◆ **Prompt**
For each statement, say yes or no to whether it agrees with the abstract on thrust allocation for semisubmersible oil rigs, and quote the words of the abstract that decide it. (a) The thrust allocation problem is nonconvex because of thrust direction constraints on azimuth thrusters. (b) Compared with Mincon, the genetic algorithm saves the largest share of total power. (c) The thrust allocator minimizes power consumption without regard to forbidden/spoil zones.

*** Opening of Passage for review ***

Optimal Thrust Allocation for Semisubmersible Oil Rig Platforms Using Improved Harmony Search Algorithm

Abstract

Deep-water offshore drilling vessels, such as a semisubmersible drilling rig, use the dynamic positioning (DP) system and the thruster-assisted position-mooring system for maintaining a stationary position. In the DP system, the thrust allocator is used to distribute the desired generalized forces computed by the motion controller among the thrusters. However, to ensure safe operation of the vessel despite the thruster failure, the vessel is equipped with redundant thruster configuration and, therefore, is overactuated. For overactuated vessels, the choice of a particular solution for thrust allocation is found using some kind of optimization process. In this paper, the thrust allocator tries to minimize the power consumption and takes forbidden/spoil zones into account. The formulated thrust allocation problem becomes nonconvex due to thrust direction constraints on azimuth thrusters. The conventional methods get trapped in local minima and fail to find the optimum solution for the formulated nonconvex thrust allocation problem. In this paper, an improved harmony search (IHS) algorithm for solving the nonconvex thrust allocation problem is proposed. IHS is a variant of the harmony search (HS) algorithm. The HS algorithm is a music-based meta-heuristic optimization method, which is analogous with the music improvisation process where a musician continues to polish the pitches to obtain better harmony. Obtained numerical results show that the IHS algorithm has better convergence property when compared to the HS algorithm and the genetic algorithm (GA). Moreover, the power consumption for thrust allocation using the IHS algorithm is lower when compared with HS, GA, and Mincon (sequential quadratic programming) algorithms. The percentage savings in total power consumption for thruster allocation as compared to the Mincon algorithm for GA, HS, and IHS methods are 44.96%, 48.39%, and 51.58%, respectively.

*** Close of Passage for review ***
*** Opening of Provided material ***

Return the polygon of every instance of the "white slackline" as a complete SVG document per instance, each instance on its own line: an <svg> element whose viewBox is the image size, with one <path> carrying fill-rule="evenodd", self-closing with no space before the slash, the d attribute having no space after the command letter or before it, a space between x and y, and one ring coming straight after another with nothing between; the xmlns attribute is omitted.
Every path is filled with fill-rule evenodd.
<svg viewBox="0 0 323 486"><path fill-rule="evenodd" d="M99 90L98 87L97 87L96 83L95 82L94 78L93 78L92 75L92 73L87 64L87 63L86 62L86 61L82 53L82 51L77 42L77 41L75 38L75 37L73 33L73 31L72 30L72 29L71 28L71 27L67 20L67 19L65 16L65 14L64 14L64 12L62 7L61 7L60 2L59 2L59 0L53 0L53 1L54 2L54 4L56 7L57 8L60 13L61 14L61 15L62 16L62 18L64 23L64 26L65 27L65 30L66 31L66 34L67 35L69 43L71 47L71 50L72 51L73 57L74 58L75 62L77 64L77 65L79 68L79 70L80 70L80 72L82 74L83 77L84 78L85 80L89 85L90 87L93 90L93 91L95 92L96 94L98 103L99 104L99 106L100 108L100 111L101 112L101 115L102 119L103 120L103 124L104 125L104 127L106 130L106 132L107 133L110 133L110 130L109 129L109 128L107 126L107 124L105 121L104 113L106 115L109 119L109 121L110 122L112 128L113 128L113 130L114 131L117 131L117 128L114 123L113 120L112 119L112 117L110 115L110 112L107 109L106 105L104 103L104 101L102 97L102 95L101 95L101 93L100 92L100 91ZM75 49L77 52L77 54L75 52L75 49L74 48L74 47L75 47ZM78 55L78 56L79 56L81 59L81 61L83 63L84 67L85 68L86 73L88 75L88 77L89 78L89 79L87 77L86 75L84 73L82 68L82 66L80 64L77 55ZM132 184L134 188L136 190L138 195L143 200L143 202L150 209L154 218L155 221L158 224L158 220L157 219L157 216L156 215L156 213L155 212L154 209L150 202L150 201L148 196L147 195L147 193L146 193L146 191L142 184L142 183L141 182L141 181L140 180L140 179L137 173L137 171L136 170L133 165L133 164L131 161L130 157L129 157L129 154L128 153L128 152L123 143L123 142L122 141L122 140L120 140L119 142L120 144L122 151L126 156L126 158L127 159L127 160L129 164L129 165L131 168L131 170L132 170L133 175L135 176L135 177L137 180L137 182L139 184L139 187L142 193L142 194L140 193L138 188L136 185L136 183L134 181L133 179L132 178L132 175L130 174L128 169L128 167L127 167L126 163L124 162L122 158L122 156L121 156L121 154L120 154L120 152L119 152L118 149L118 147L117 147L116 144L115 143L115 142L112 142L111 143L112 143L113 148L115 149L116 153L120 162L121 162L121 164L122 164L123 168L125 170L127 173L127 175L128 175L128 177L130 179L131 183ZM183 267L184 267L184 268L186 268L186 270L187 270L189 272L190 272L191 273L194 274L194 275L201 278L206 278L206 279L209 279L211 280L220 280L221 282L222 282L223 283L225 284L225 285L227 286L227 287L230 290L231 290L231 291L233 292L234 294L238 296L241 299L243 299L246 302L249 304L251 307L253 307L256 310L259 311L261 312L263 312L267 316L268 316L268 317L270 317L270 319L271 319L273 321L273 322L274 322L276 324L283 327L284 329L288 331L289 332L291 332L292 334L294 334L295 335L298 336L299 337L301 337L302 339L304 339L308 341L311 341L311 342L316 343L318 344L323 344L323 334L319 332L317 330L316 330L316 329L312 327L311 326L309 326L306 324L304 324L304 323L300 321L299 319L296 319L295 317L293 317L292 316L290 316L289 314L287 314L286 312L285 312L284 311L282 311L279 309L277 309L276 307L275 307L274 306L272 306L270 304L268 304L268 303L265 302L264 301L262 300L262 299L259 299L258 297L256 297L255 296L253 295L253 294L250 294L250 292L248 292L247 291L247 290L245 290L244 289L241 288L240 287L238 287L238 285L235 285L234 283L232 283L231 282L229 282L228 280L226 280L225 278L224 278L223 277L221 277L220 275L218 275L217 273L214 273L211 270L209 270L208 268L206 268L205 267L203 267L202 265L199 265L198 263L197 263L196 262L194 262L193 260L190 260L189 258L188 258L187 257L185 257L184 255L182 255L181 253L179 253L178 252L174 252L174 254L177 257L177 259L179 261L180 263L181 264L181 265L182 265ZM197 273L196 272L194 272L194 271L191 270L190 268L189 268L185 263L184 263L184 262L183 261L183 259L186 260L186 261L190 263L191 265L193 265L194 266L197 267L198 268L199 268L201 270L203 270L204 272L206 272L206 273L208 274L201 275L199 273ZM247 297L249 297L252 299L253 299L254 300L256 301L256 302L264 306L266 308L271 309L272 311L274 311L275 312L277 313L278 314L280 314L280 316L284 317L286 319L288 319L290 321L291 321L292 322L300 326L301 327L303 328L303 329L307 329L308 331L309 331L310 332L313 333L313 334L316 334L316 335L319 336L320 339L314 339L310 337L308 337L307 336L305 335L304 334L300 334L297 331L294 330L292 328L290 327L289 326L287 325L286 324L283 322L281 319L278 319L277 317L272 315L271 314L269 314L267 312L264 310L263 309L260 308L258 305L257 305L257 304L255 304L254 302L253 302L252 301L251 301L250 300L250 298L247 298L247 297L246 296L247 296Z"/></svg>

*** Close of Provided material ***

◆ **Task response**
(a) Yes: "The formulated thrust allocation problem becomes nonconvex due to thrust direction constraints on azimuth thrusters."
(b) No: "The percentage savings in total power consumption for thruster allocation as compared to the Mincon algorithm for GA, HS, and IHS methods are 44.96%, 48.39%, and 51.58%, respectively."
(c) No: "the thrust allocator tries to minimize the power consumption and takes forbidden/spoil zones into account."